== Data rows ==

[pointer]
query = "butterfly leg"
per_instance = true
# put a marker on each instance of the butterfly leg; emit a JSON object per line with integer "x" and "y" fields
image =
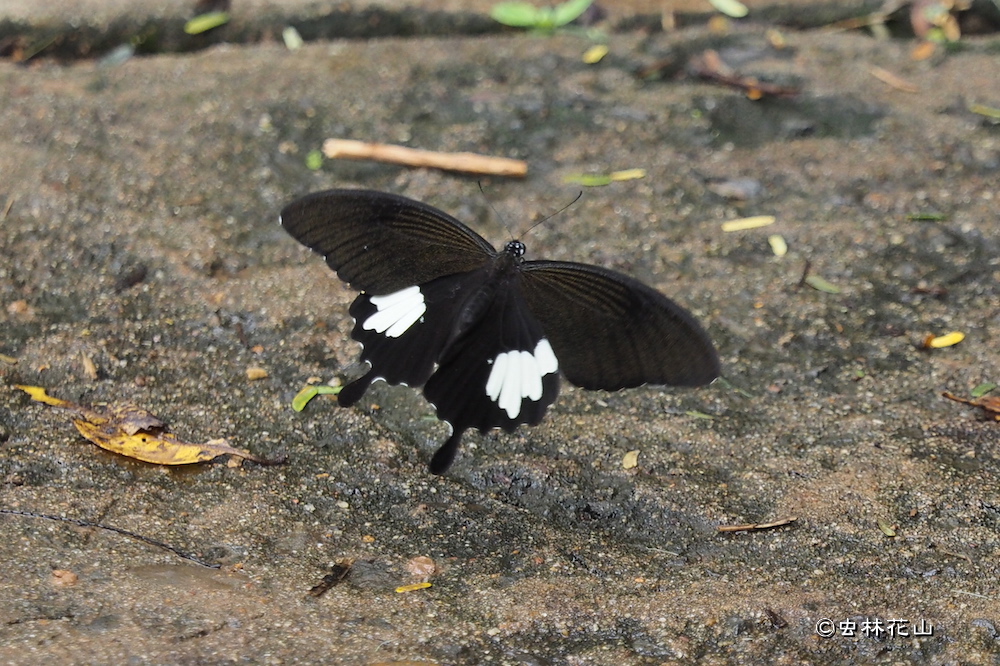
{"x": 351, "y": 393}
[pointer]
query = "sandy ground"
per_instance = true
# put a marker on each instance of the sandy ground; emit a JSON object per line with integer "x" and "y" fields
{"x": 138, "y": 207}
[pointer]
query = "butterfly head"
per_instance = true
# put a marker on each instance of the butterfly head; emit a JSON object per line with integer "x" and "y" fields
{"x": 515, "y": 249}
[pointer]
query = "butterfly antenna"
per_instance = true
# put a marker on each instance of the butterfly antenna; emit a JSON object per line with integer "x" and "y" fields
{"x": 551, "y": 215}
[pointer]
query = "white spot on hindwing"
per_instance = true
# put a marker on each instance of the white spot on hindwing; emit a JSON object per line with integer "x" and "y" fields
{"x": 517, "y": 375}
{"x": 396, "y": 312}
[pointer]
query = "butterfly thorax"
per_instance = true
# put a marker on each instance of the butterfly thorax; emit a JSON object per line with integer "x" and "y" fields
{"x": 515, "y": 249}
{"x": 492, "y": 278}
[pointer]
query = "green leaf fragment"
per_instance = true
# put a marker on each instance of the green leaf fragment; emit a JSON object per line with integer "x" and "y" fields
{"x": 569, "y": 11}
{"x": 515, "y": 14}
{"x": 821, "y": 284}
{"x": 314, "y": 160}
{"x": 887, "y": 529}
{"x": 982, "y": 389}
{"x": 205, "y": 22}
{"x": 527, "y": 15}
{"x": 303, "y": 397}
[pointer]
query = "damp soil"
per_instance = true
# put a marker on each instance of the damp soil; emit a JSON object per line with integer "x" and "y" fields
{"x": 139, "y": 206}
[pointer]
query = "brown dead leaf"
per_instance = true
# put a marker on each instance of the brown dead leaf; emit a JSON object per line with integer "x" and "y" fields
{"x": 89, "y": 367}
{"x": 136, "y": 433}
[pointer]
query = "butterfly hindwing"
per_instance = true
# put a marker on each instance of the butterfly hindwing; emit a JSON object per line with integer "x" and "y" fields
{"x": 611, "y": 331}
{"x": 499, "y": 373}
{"x": 382, "y": 243}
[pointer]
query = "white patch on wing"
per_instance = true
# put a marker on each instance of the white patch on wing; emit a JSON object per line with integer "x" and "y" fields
{"x": 396, "y": 312}
{"x": 517, "y": 375}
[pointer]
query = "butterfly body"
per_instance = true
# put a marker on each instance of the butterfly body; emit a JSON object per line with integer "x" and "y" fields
{"x": 487, "y": 333}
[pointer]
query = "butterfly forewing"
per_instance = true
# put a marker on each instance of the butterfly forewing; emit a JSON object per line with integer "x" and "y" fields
{"x": 610, "y": 331}
{"x": 405, "y": 349}
{"x": 381, "y": 243}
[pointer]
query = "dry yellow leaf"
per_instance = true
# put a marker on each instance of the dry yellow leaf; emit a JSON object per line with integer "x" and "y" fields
{"x": 946, "y": 340}
{"x": 412, "y": 588}
{"x": 134, "y": 432}
{"x": 595, "y": 54}
{"x": 744, "y": 223}
{"x": 161, "y": 448}
{"x": 38, "y": 394}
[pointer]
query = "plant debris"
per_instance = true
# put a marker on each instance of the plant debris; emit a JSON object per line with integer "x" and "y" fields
{"x": 133, "y": 432}
{"x": 338, "y": 572}
{"x": 750, "y": 527}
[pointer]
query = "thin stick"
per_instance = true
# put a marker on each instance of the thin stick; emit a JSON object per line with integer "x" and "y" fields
{"x": 756, "y": 526}
{"x": 118, "y": 530}
{"x": 384, "y": 152}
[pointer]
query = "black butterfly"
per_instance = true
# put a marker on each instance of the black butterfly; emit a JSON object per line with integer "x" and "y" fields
{"x": 486, "y": 333}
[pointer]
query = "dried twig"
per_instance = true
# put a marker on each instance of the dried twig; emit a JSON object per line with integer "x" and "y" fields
{"x": 117, "y": 530}
{"x": 384, "y": 152}
{"x": 757, "y": 526}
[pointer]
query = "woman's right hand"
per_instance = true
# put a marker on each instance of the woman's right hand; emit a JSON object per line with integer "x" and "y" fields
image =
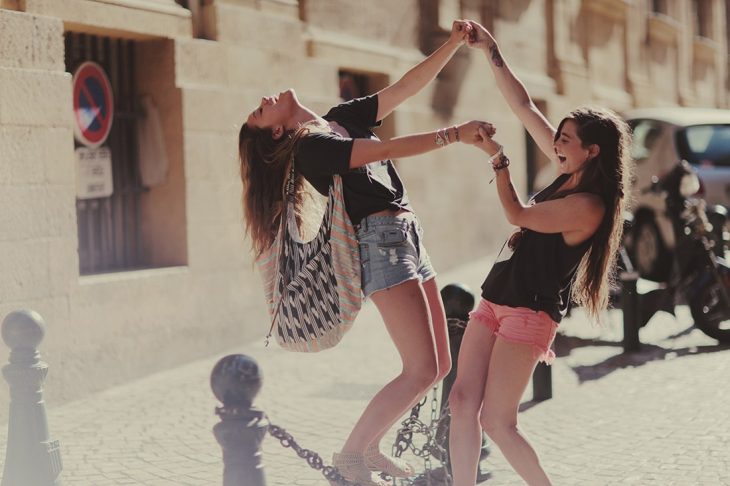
{"x": 469, "y": 131}
{"x": 478, "y": 36}
{"x": 460, "y": 32}
{"x": 487, "y": 143}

===

Problem requirements: Copy the records exactly. Skip the pictures.

Solution below:
[pointer]
query = "butterfly leg"
per_instance = true
# put a marker on each instance of the butterfly leg; emit a JSON object per line with integer "x" and "y" fields
image =
{"x": 351, "y": 393}
[pointer]
query = "sandy ground"
per_instance = true
# put a marker on each instance of the sandy ground; emit a JSON object per line with integer "x" and "y" fields
{"x": 138, "y": 207}
[pointer]
query = "butterfly head"
per_instance = true
# put a marker on each instance of the butterfly head; emit a JSON object per line with integer "x" and "y" fields
{"x": 515, "y": 249}
[pointer]
query = "butterfly antenna"
per_instance = true
# put a marker on each instance of the butterfly antenna; emit a JSON object per line with integer "x" and "y" fields
{"x": 551, "y": 215}
[pointer]
query = "white spot on hindwing"
per_instance = true
# put a marker on each instance of the white spot on hindwing; emit a JSON object per line with integer "x" and "y" fields
{"x": 517, "y": 375}
{"x": 396, "y": 312}
[pointer]
query = "butterfly thorax"
per_instance = true
# put a marker on each instance of the butterfly thorax; emit a JSON object per line with integer "x" and "y" fields
{"x": 515, "y": 249}
{"x": 492, "y": 278}
[pointer]
query = "green leaf fragment"
per_instance = true
# put a marker on each instance of the green leaf fragment; emit a JSON object per line with integer "x" and "y" fields
{"x": 569, "y": 11}
{"x": 515, "y": 14}
{"x": 821, "y": 284}
{"x": 314, "y": 160}
{"x": 887, "y": 529}
{"x": 982, "y": 389}
{"x": 205, "y": 22}
{"x": 527, "y": 15}
{"x": 303, "y": 397}
[pointer]
query = "damp soil"
per_instance = true
# put a marker on each instance of the damp soil; emit a JSON object per line with integer "x" and "y" fields
{"x": 139, "y": 206}
[pointer]
query = "brown dead leaf"
per_instance = true
# put a marker on each instance of the brown dead leaf; emit a JSON object per line with integer "x" and "y" fields
{"x": 89, "y": 367}
{"x": 136, "y": 433}
[pointer]
query = "butterfly hindwing"
per_instance = true
# put a marker on each instance of the butterfly hindwing; emit a JSON object per line with integer "x" and "y" fields
{"x": 611, "y": 331}
{"x": 499, "y": 373}
{"x": 382, "y": 243}
[pointer]
query = "white patch on wing"
per_instance = true
# put a marker on each instance of the white patch on wing; emit a JSON object per line with integer "x" and "y" fields
{"x": 396, "y": 312}
{"x": 517, "y": 375}
[pointer]
query = "butterfly body"
per_instance = true
# put a marker on each instance of the butterfly body; emit a JSON object per line with integer "x" and "y" fields
{"x": 487, "y": 333}
[pointer]
query = "butterfly forewing"
per_instance = true
# put a marker on each instance of the butterfly forewing; emit a JSON object per line with integer "x" and "y" fields
{"x": 610, "y": 331}
{"x": 405, "y": 349}
{"x": 381, "y": 243}
[pointer]
query = "dry yellow leaf"
per_instance = true
# put a marker on each instance of the dry yellow leaf; emit a JSON object per line with integer "x" and "y" fields
{"x": 946, "y": 340}
{"x": 412, "y": 588}
{"x": 134, "y": 432}
{"x": 595, "y": 54}
{"x": 744, "y": 223}
{"x": 161, "y": 448}
{"x": 38, "y": 394}
[pointer]
query = "plant debris"
per_instance = true
# put a marker on each instance of the plant debris; emit a JSON object per line with integer "x" and "y" fields
{"x": 133, "y": 432}
{"x": 338, "y": 572}
{"x": 750, "y": 527}
[pointer]
query = "thin stick"
per_instance = true
# put a marker on each instance of the thin stick; emit a JSON object per line with integer "x" and "y" fields
{"x": 756, "y": 526}
{"x": 118, "y": 530}
{"x": 384, "y": 152}
[pointer]
query = "black butterfly"
per_instance = true
# put a marker on each instance of the black butterfly; emit a JSON object per line with integer "x" and "y" fields
{"x": 486, "y": 333}
[pointer]
query = "dried twig"
per_instance = true
# put a marker on each instance of the dried twig; emit a JSON object per line with integer "x" and "y" fields
{"x": 117, "y": 530}
{"x": 384, "y": 152}
{"x": 757, "y": 526}
[pointer]
query = "woman's right hand"
per_instance = true
# put a marker on each instance of the woman's right hand; emit a JSON object per line with integer "x" and "y" fields
image =
{"x": 469, "y": 131}
{"x": 478, "y": 36}
{"x": 460, "y": 32}
{"x": 487, "y": 143}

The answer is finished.